> **Task requirements**
Which lines of the entries below run from the one holding "Target: red tile roof" to the one holding "[indicate] one point per instance, sample <point>73,17</point>.", inclusive? Set down exactly those lines and no others.

> **The data**
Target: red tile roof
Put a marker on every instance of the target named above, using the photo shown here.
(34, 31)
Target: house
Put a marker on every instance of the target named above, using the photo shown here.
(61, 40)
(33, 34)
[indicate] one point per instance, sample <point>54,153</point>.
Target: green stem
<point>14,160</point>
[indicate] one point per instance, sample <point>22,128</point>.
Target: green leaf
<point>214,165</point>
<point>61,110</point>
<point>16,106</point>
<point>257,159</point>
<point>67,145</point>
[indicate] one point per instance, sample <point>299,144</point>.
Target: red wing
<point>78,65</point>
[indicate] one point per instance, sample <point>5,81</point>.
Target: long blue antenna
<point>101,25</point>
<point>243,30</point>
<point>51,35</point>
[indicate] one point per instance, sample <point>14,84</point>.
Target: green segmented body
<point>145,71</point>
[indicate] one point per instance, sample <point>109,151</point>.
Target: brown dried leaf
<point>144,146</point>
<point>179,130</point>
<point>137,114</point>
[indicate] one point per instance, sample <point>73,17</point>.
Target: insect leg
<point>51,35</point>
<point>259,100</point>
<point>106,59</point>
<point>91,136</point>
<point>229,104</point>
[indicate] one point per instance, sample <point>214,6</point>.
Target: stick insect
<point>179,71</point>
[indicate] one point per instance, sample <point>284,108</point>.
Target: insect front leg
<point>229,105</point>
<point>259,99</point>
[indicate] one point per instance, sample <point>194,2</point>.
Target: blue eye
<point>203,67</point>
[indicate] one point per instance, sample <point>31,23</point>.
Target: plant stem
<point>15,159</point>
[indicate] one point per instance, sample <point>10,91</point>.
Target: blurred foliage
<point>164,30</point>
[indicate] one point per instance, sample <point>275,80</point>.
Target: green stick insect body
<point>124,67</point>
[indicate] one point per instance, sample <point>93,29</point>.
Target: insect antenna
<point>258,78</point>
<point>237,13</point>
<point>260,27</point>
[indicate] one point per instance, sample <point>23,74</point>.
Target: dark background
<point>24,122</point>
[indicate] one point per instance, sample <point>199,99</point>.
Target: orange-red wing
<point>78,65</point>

---

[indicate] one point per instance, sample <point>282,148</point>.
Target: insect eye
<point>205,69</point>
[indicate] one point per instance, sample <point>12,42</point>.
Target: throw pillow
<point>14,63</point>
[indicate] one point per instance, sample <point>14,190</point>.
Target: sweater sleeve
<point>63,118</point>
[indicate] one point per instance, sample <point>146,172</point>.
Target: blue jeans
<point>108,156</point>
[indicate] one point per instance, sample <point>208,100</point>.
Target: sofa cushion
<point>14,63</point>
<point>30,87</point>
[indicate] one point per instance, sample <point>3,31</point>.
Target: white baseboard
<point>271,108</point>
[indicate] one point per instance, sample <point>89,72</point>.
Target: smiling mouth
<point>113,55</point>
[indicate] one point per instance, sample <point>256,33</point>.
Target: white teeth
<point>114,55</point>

> **Task result**
Target: red tile roof
Put a marker on every instance of the target named above, using the photo shown here.
(34, 31)
Target: house
Put a marker on every instance of the target named above, using the photo shown here.
(61, 40)
(33, 34)
[indicate] one point per instance, sample <point>54,153</point>.
Target: green stem
<point>14,160</point>
[indicate] one point per instance, sample <point>22,128</point>.
Target: green leaf
<point>214,165</point>
<point>61,110</point>
<point>16,106</point>
<point>257,159</point>
<point>67,145</point>
[indicate] one point per instance, sample <point>299,144</point>.
Target: red wing
<point>78,65</point>
[indicate] one point per instance, sample <point>5,81</point>.
Target: long blue antenna
<point>101,25</point>
<point>243,30</point>
<point>51,35</point>
[indicate] one point per instance, sample <point>14,84</point>.
Target: green segmented body
<point>145,71</point>
[indicate] one point per instance, sample <point>109,151</point>.
Target: brown dried leaf
<point>144,146</point>
<point>179,130</point>
<point>137,114</point>
[indicate] one point per instance, sample <point>73,17</point>.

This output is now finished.